**EXERCISE PROMPT**
From the entries below, return only the lines starting at the one that contains "[outline] region of concrete house" and ending at the one that contains "[outline] region of house", exactly as they stand.

**EXTRACTED RECORDS**
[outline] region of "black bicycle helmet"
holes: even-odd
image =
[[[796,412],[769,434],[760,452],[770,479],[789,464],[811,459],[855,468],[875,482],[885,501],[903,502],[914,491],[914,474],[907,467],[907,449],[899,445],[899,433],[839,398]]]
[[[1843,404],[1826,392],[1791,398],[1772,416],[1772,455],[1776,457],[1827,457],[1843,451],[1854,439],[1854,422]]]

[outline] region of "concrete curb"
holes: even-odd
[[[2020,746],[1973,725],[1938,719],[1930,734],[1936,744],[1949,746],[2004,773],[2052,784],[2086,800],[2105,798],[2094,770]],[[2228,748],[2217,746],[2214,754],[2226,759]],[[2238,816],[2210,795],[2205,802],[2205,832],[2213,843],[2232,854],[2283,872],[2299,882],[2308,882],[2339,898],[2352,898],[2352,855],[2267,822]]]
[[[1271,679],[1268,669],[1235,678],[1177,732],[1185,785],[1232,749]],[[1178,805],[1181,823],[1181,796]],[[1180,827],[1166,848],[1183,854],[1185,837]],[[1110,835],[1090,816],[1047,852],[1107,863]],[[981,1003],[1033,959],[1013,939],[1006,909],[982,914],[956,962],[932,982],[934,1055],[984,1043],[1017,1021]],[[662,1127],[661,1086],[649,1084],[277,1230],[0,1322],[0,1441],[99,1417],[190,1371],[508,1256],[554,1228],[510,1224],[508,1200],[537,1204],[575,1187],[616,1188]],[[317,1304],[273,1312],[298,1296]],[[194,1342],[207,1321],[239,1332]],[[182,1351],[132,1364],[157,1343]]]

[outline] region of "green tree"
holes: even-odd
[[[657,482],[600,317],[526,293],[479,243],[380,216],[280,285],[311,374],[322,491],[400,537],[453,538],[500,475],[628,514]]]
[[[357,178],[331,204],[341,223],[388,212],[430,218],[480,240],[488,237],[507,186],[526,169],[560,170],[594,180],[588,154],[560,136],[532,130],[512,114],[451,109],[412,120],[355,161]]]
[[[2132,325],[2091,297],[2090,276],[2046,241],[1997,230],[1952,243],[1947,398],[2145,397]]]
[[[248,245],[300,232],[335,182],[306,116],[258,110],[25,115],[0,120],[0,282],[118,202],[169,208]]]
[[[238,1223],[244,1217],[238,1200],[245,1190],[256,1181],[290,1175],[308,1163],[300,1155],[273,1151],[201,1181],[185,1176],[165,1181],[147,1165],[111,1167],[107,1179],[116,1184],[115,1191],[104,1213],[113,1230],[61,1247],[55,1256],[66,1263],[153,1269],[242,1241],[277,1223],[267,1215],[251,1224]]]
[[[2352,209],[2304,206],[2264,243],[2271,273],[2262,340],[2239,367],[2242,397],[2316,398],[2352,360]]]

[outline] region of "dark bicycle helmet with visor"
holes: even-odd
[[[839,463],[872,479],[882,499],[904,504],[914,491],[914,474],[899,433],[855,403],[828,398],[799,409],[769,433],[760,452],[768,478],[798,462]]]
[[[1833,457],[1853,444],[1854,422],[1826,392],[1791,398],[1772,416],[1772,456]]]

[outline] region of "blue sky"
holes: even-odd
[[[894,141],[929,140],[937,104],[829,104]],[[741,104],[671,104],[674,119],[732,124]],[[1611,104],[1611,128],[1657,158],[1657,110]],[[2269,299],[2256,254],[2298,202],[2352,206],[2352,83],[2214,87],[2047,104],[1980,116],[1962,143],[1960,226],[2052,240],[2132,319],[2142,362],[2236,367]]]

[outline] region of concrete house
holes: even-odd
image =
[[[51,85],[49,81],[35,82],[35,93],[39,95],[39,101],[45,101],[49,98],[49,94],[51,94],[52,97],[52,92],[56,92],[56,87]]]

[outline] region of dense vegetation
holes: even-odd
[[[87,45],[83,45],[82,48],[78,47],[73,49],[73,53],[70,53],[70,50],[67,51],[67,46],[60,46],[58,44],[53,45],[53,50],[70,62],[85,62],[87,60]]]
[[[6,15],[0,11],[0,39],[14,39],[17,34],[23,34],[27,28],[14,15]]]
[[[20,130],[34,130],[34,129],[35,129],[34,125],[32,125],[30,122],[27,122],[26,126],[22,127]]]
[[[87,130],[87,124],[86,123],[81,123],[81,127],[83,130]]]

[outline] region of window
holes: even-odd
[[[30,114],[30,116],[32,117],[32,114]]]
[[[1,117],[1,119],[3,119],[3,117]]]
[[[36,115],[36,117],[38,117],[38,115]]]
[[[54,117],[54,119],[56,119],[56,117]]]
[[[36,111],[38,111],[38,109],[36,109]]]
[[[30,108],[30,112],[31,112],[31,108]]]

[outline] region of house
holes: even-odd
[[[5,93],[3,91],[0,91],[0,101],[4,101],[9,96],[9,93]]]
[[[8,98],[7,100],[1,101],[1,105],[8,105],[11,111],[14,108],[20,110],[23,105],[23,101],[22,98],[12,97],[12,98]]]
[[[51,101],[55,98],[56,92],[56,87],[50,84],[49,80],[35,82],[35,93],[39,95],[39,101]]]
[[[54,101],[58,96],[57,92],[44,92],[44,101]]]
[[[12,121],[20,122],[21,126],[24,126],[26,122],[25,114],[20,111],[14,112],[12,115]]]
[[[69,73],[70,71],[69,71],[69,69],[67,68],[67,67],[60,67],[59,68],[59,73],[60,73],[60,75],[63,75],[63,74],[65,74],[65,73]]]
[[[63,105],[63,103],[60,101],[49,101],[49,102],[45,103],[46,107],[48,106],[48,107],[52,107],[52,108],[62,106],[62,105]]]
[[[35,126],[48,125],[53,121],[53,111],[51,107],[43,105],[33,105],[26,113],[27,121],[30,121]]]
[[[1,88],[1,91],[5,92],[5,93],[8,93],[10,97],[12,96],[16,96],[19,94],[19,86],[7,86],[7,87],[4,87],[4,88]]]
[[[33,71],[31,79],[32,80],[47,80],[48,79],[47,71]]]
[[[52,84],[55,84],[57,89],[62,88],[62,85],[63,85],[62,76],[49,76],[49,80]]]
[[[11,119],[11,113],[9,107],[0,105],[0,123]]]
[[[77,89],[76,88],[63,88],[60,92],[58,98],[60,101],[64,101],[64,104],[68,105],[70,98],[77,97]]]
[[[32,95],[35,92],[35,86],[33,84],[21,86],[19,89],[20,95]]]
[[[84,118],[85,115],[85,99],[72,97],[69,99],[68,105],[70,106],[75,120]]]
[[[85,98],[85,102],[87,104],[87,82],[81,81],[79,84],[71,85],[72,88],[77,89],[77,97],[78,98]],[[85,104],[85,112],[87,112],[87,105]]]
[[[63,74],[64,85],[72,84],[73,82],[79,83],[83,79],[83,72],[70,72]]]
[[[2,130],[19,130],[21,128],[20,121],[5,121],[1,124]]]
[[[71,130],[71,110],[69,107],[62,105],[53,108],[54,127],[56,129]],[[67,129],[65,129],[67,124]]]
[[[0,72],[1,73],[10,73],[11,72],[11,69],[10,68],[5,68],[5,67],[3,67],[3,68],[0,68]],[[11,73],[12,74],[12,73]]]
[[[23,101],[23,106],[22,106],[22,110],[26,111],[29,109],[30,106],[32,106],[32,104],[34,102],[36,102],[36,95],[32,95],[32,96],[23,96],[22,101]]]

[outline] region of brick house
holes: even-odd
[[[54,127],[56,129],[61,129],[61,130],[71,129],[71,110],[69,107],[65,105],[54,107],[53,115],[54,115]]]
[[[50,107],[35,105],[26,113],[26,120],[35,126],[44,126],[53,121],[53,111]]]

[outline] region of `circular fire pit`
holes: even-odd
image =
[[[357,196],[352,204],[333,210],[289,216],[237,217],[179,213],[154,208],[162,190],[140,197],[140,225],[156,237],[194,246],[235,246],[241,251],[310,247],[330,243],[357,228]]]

**ANSWER SECTION**
[outline] region of concrete house
holes: even-odd
image =
[[[51,85],[49,81],[35,82],[35,93],[39,95],[39,101],[45,101],[49,98],[49,94],[51,94],[52,97],[52,92],[56,92],[56,87]]]

[outline] region of dense vegetation
holes: even-odd
[[[87,45],[83,45],[82,48],[78,47],[73,49],[73,53],[70,53],[70,50],[67,51],[67,46],[60,46],[58,44],[53,45],[53,50],[70,62],[85,62],[87,60]]]
[[[6,15],[0,11],[0,39],[14,39],[17,34],[23,34],[27,28],[14,15]]]
[[[20,130],[34,130],[34,129],[35,129],[34,125],[32,125],[30,122],[27,122],[26,126],[22,127]]]
[[[87,130],[87,124],[86,123],[81,123],[81,127],[83,130]]]

[outline] region of window
holes: even-odd
[[[30,114],[30,116],[32,117],[32,114]]]
[[[1,117],[1,119],[3,119],[3,117]]]
[[[36,115],[36,117],[38,117],[38,115]]]
[[[54,117],[54,119],[56,119],[56,117]]]
[[[36,111],[38,111],[38,109],[36,109]]]
[[[30,108],[30,112],[31,112],[31,108]]]

[outline] region of house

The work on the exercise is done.